Friday, September 4, 2009

Indulgence

Now, that I do not have to worry about having cancer anymore, I am free to indulge in the little, unnecessary things in life. I feel so blessed to be able to do that again and I think that people, who have no real worries in their life, 1)don't even know how insignificant some things are and 2)don't even know how lucky they are to be able to pursue them simply for a passion / a pass time activity / fun, regardless of their insignificance.
My life was centered on such vital thoughts for the longest time, it is a blessing now to pretty much waste time on something as little and insignificant as weight loss. I have put on quite a bit of weight ever since I have been on the low iodine diet (the trip to Germany didn't make things better in that aspect, either), and now I am trying to change that. Low fat regime it is again. As always, at first rather strict, once I'll have reached a certain goal I can go easier on myself. So far it is pretty fun still and the husband is willing to go along which makes late night walkathons a lot more likely to happen. Last night we walked for an hour, as always actually doing it was not a kicker for me, but the feeling of accomplishment afterwards was.

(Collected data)
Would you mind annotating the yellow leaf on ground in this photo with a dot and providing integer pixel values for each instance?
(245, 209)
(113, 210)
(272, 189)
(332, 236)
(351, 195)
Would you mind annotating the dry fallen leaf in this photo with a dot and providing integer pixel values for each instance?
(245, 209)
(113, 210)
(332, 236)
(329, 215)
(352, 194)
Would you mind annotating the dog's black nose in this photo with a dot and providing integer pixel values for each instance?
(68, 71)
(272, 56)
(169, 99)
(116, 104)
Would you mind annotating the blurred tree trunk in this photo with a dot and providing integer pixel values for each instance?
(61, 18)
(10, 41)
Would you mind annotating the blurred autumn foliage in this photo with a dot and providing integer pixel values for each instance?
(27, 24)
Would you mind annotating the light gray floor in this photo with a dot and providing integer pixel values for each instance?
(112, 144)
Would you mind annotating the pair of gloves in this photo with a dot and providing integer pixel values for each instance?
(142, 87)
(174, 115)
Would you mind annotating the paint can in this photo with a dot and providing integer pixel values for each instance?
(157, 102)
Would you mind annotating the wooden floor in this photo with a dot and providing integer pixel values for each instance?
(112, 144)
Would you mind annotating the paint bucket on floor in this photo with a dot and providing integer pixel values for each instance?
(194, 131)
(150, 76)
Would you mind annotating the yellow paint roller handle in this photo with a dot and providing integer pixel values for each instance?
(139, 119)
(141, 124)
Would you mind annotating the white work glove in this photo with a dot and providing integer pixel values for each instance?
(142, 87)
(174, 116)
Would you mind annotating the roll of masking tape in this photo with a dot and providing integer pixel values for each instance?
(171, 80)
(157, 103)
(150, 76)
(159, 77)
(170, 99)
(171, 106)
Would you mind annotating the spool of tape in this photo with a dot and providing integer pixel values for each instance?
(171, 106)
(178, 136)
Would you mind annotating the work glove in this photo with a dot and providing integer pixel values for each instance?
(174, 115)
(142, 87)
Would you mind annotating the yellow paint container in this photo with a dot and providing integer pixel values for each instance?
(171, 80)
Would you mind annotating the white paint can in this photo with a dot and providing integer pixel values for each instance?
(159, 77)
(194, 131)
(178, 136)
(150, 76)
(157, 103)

_Activity list_
1) According to the blog post, which diet led to the author putting on weight?
2) Write out the passage from the blog post between "My life was" and "accomplishment afterwards was.", inclusive.
Rely only on the text itself.

_Answers provided_
1) The low iodine diet.

2)
My life was centered on such vital thoughts for the longest time, it is a blessing now to pretty much waste time on something as little and insignificant as weight loss. I have put on quite a bit of weight ever since I have been on the low iodine diet (the trip to Germany didn't make things better in that aspect, either), and now I am trying to change that. Low fat regime it is again. As always, at first rather strict, once I'll have reached a certain goal I can go easier on myself. So far it is pretty fun still and the husband is willing to go along which makes late night walkathons a lot more likely to happen. Last night we walked for an hour, as always actually doing it was not a kicker for me, but the feeling of accomplishment afterwards was.